» DATA FOR THIS EXERCISE
↓↓↓
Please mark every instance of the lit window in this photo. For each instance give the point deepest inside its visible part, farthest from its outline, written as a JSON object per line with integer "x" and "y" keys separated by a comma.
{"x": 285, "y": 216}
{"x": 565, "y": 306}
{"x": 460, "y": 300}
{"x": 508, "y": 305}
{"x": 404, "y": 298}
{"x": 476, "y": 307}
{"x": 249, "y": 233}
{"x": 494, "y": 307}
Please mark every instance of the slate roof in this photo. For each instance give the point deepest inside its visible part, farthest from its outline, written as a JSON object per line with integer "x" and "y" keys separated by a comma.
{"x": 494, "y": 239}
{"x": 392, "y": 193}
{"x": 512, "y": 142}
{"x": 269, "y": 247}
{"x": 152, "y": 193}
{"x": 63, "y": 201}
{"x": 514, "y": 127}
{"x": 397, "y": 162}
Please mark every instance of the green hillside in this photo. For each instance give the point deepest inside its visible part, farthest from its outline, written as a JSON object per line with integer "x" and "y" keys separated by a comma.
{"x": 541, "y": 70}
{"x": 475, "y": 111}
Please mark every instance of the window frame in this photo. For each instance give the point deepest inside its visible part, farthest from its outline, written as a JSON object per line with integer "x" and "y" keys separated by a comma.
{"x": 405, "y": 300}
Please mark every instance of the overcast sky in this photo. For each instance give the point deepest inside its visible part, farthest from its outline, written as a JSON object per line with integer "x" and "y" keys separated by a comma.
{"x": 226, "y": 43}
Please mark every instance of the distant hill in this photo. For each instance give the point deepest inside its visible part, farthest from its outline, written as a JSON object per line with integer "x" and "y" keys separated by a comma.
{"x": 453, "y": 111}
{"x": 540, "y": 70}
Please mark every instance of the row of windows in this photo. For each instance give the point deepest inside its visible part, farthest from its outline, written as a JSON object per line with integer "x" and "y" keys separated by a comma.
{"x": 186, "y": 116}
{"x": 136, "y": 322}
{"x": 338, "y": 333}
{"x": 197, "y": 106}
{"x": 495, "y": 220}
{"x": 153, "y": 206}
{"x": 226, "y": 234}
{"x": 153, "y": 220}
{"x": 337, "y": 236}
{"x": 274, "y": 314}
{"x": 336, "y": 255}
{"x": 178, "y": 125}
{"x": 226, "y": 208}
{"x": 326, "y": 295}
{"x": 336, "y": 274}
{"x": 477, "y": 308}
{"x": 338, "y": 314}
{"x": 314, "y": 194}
↑↑↑
» WHAT YOU SHOULD DO
There is a line above that contains "Please mark every instance of the row". Copy it and all later lines through the last, exactly, and leave out the rest.

» SOLUTION FOR THIS TASK
Please mark every instance of the row of windows in this photo. For each instance give the point deepest inside its visible part, farthest from its outline, written as a JSON object per line with integer "x" and "y" keys separated by a comma.
{"x": 186, "y": 116}
{"x": 136, "y": 322}
{"x": 338, "y": 333}
{"x": 197, "y": 106}
{"x": 495, "y": 220}
{"x": 153, "y": 206}
{"x": 226, "y": 234}
{"x": 153, "y": 220}
{"x": 337, "y": 236}
{"x": 274, "y": 314}
{"x": 336, "y": 255}
{"x": 178, "y": 125}
{"x": 226, "y": 208}
{"x": 326, "y": 295}
{"x": 336, "y": 274}
{"x": 477, "y": 308}
{"x": 338, "y": 314}
{"x": 314, "y": 194}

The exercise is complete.